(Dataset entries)
^^^^^^^^
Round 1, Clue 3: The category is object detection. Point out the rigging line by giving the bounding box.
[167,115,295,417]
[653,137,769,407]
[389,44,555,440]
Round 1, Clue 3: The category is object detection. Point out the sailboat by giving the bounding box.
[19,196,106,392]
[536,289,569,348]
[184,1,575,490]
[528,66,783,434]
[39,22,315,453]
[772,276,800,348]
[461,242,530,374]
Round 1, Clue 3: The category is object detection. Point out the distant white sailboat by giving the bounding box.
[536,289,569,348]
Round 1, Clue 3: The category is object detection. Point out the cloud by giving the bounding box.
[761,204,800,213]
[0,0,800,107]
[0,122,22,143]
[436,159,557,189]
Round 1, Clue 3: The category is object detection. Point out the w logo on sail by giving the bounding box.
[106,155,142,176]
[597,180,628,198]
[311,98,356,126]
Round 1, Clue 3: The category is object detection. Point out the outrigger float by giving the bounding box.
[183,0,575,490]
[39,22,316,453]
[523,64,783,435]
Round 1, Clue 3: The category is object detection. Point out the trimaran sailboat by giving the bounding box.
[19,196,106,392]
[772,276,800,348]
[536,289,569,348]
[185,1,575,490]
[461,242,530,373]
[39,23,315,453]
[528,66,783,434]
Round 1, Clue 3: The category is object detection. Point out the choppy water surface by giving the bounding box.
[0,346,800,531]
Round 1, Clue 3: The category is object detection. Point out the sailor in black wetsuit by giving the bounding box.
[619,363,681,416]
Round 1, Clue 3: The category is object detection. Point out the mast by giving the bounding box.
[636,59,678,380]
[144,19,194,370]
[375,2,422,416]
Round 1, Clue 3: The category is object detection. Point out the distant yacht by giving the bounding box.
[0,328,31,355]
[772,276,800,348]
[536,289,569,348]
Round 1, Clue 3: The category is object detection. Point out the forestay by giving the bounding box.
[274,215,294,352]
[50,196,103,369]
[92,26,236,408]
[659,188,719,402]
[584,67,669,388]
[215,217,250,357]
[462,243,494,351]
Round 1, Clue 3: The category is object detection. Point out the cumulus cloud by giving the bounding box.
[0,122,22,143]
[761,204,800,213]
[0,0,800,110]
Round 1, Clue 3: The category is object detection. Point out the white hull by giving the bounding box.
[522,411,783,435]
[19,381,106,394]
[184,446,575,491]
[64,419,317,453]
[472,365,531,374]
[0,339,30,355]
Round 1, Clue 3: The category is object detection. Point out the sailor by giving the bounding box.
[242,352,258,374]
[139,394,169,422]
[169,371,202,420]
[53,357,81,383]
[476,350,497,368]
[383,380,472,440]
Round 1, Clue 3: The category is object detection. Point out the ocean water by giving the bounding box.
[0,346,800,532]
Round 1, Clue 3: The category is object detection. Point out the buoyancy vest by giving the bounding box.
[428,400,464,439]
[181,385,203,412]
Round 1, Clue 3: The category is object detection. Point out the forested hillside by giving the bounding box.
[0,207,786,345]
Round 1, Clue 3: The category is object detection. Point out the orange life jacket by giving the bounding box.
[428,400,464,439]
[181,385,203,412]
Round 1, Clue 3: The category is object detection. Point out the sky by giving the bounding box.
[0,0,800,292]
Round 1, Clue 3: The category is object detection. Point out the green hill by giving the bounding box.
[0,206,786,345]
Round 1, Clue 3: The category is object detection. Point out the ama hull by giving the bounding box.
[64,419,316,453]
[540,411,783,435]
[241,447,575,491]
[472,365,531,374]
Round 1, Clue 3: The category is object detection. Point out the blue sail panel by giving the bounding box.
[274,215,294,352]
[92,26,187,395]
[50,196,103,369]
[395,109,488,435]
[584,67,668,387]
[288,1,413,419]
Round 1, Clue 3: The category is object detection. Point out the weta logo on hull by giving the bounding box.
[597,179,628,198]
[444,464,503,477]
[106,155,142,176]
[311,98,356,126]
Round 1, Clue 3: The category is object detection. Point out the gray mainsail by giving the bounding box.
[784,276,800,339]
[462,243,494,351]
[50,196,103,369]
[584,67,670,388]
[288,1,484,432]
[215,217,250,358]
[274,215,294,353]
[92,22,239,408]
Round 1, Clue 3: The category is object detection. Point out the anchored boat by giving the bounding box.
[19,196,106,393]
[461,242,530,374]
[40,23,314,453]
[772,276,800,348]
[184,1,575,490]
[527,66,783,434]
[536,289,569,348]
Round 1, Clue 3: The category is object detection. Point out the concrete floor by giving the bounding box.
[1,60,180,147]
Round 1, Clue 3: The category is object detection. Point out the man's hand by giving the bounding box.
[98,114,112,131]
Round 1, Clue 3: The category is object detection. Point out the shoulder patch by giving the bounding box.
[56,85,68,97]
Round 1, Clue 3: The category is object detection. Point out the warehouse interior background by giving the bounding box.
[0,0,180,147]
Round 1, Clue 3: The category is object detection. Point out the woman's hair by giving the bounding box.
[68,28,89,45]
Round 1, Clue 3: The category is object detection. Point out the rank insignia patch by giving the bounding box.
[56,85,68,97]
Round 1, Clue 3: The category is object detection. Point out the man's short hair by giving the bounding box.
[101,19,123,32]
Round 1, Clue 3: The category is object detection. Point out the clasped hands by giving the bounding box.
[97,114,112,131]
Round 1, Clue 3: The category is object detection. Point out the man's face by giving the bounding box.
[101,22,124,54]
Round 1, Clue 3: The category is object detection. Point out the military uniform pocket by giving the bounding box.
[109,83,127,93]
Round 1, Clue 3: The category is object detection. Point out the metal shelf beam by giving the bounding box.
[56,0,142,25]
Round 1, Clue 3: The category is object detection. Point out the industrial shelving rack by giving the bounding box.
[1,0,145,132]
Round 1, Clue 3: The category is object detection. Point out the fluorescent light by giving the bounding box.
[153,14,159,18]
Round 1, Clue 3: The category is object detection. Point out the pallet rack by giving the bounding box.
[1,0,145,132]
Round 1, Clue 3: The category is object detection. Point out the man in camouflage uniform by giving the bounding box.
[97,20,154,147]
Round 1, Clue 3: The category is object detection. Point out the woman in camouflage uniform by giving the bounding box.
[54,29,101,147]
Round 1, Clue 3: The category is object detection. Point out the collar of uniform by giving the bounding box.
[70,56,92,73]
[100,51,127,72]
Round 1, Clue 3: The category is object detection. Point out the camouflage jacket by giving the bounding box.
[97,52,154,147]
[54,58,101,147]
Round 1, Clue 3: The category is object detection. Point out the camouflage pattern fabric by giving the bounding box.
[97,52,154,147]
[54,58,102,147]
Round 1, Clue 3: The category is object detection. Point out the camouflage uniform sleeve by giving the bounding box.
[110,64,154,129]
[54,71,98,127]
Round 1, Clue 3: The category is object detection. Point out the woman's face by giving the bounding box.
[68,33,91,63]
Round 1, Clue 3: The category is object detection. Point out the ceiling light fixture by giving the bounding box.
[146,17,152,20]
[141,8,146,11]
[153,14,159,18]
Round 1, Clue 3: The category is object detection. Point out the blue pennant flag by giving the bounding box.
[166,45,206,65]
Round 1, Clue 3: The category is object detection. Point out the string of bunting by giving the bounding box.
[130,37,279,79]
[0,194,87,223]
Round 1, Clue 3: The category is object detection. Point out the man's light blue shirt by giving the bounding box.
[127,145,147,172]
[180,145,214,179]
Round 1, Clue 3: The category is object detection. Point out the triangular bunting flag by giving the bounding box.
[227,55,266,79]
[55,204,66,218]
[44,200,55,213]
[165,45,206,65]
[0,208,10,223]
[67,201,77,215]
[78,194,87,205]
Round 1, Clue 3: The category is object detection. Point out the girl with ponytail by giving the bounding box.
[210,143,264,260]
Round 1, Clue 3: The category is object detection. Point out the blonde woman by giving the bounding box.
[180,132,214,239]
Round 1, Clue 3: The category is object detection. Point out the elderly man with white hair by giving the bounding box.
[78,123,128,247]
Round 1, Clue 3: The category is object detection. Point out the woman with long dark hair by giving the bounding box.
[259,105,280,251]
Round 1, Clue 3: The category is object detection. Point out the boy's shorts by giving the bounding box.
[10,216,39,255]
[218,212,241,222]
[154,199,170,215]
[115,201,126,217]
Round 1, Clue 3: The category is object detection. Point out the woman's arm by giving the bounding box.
^^^^^^^^
Can you transcribe the stretch of the material above that begins with the line containing "white hull by giving the bounding box." and ends with the line containing "[383,380,472,440]", keeping both of those lines and changing nothing?

RESULT:
Round 1, Clue 3: The category is object detection. Point out the white hull by giving the bounding box.
[522,411,783,435]
[19,381,106,394]
[184,446,575,491]
[64,419,317,453]
[472,365,531,374]
[0,339,30,355]
Round 1, Clue 3: The category is object detection. Point out the sailor by giving the bounding box.
[242,352,258,374]
[139,394,169,422]
[169,371,202,420]
[53,357,81,383]
[476,350,497,368]
[383,380,472,440]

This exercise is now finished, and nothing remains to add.